**Extract to read**
Lupus affects women, causes, signs and symptoms of lupus

  Let’s Talk Lupus

If you’ve ever come across the word “Lupus”, short for systemic lupus erythematosus, then you must already known lupus.

it’s a chronic autoimmune disorder in which the body’s immune system can’t properly distinguish between its own cells and harmful substances.

The immune system indistinguishably attacks otherwise healthy cells, leading to inflammation and damage to various body tissues( how sad is that).

A rough sketch of 1.5 million people are affected by lupus in the world today .

The exact number is hard to calculate because lupus is a complex disease that can present a wide range of symptoms, and no two cases are exactly the same.

Who Does It Affect?

Lupus primarily affects young women ages 15 to 44, and it is more common and severe among nonwhite populations around the world.

According to the Centers for Disease Control and Prevention.

The CDC also notes that women are five times more likely than men to die from lupus.

Symptoms of lupus

Lupus is characterized by periods of illness, known as “flares,” and periods of remission, though the symptoms can vary greatly from person to person.

The most common symptoms are
  1. painful or swollen joints (arthritis),
  2. unexplained fever and extreme fatigue
  3. according to the National Institute of Arthritis and Musculoskeletal and Skin Diseases (NIAMS).
  4. About half of patients with lupus will experience skin rashes, specifically “butterfly” rashes that span the cheeks and the bridge of the nose or that may spread to other body parts, according to the National Institutes of Health (NIH). These rashes appear when the patient exposes himself to sunlight.

Other symptoms, which depend on how widespread the disease is within the body, may include mild cognitive impairment.

fingers and toes that turn white or blue when exposed to cold or during stressful periods (Raynaud’s phenomenon), chest pain, hair loss, personality change, seizures and vision problems.

Diagnosis & Tests:

Diagnosis can be very difficult because it has so many symptoms.

If the patient exhibits at least four of these conditions, he or she may have lupus:

  • Rashes: butterfly-shaped rash over the cheeks (referred to as malar rash), red rash with raised round or oval patches (known as discoid rash) or rash on skin exposed to the sun
  • Mouth sores: sores in the mouth or nose lasting from a few days to more than a month
  • Arthritis: tenderness and swelling lasting for a few weeks in two or more joints.
  • Lung or heart inflammation: Swelling of the tissue lining the lungs (pleurisy or pleuritis) or the heart (pericarditis), which can cause chest pain when breathing deeply.

**Raw data**
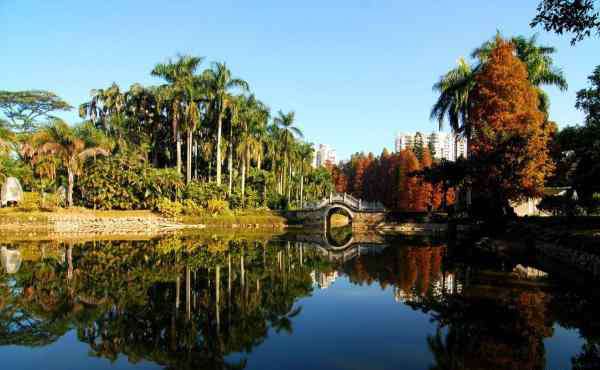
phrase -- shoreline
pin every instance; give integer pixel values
(141, 223)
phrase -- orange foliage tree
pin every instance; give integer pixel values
(510, 133)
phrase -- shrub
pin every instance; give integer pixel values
(30, 202)
(190, 208)
(217, 206)
(277, 201)
(126, 183)
(169, 208)
(49, 202)
(201, 192)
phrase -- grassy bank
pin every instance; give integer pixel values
(238, 218)
(17, 219)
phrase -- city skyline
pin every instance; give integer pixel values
(336, 75)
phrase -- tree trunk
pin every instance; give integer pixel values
(230, 169)
(244, 177)
(178, 150)
(188, 164)
(219, 131)
(70, 262)
(302, 191)
(71, 181)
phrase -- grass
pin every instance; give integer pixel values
(239, 217)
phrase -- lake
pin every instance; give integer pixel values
(302, 301)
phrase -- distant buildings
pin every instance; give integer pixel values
(442, 145)
(323, 155)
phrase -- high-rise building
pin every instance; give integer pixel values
(442, 145)
(324, 155)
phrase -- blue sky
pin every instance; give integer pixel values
(355, 72)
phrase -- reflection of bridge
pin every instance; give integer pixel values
(357, 245)
(362, 214)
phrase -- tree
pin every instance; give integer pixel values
(286, 123)
(511, 134)
(425, 200)
(418, 145)
(182, 87)
(588, 100)
(68, 145)
(454, 89)
(456, 86)
(537, 59)
(219, 82)
(6, 137)
(574, 16)
(25, 109)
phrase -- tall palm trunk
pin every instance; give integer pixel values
(178, 150)
(219, 131)
(302, 190)
(188, 164)
(71, 181)
(230, 162)
(259, 161)
(246, 154)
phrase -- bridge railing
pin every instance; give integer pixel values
(347, 199)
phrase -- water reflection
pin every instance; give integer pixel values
(208, 302)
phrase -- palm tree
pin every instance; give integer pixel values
(305, 153)
(452, 104)
(6, 137)
(219, 82)
(537, 59)
(285, 122)
(454, 87)
(181, 87)
(66, 144)
(254, 115)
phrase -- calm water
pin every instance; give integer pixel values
(224, 302)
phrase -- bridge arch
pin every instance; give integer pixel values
(337, 207)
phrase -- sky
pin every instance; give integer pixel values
(355, 72)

**Instructions**
A: According to the article on lupus, how many times more likely are women than men to die from lupus?
B: Write a continuation of the article on lupus, starting after its last sentence.
The rows are not needed here.

**Exercise answers**
A: Five times more likely.

B:
  • Kidney problem: blood or protein in the urine, or tests that suggest poor kidney function
  • Neurologic problem: seizures, strokes or psychosis
  • Abnormal results on blood tests, including: Low red-blood-cell count (anemia), low white-blood-cell count (leukopenia) or low platelet count (thrombocytopenia)

tests for lupus

Positive antinuclear antibody (ANA), present in nearly all patients with lupus, Certain antibodies that show an immune system problem: anti-double-strand DNA (called anti-dsDNA).

anti-Smith (referred to as anti-Sm) or antiphospholipid antibodies, or a false-positive blood test for syphilis.

“There is no single test for lupus, but there are several laboratory tests that can help a doctor confirm a diagnosis or rule out other possible causes”,  according to the NIAMS.

The most common lab test detects autoantibodies that are often present in the blood of people with lupus. There are other tests that can detect individual types of autoantibodies that are common with lupus.

Treatment & Medication:

There is currently no cure for lupus. However, medication can help manage and relieve the symptoms coupled with regular follow-up and treatment by rheumatologists and other physicians specializing in different aspects of the disease.

Doctors determine treatment depending on which organs are affected and how active the flares occur.

Three types of drugs are commonly use to treat the symptoms of lupus:

  • nonsteroidal anti-inflammatory drugs (NSAIDs) such as aspirin, naproxen sodium (Aleve) and ibuprofen (Advil or Motrin);
  • corticosteroids (Prednisone) to counteract swelling; and antimalarial drugs such as hydroxychloroquine (Plaquenil). In severe cases that involve the kidneys or the central nervous system, more aggressive treatment may be needed.”
  • Immunosuppressive drugs, such as cyclophosphamide (Cytoxan) and azathioprine (Imuran, Azasan), may be prescribed to restrain overreactive immune systems, according to the NIAMS.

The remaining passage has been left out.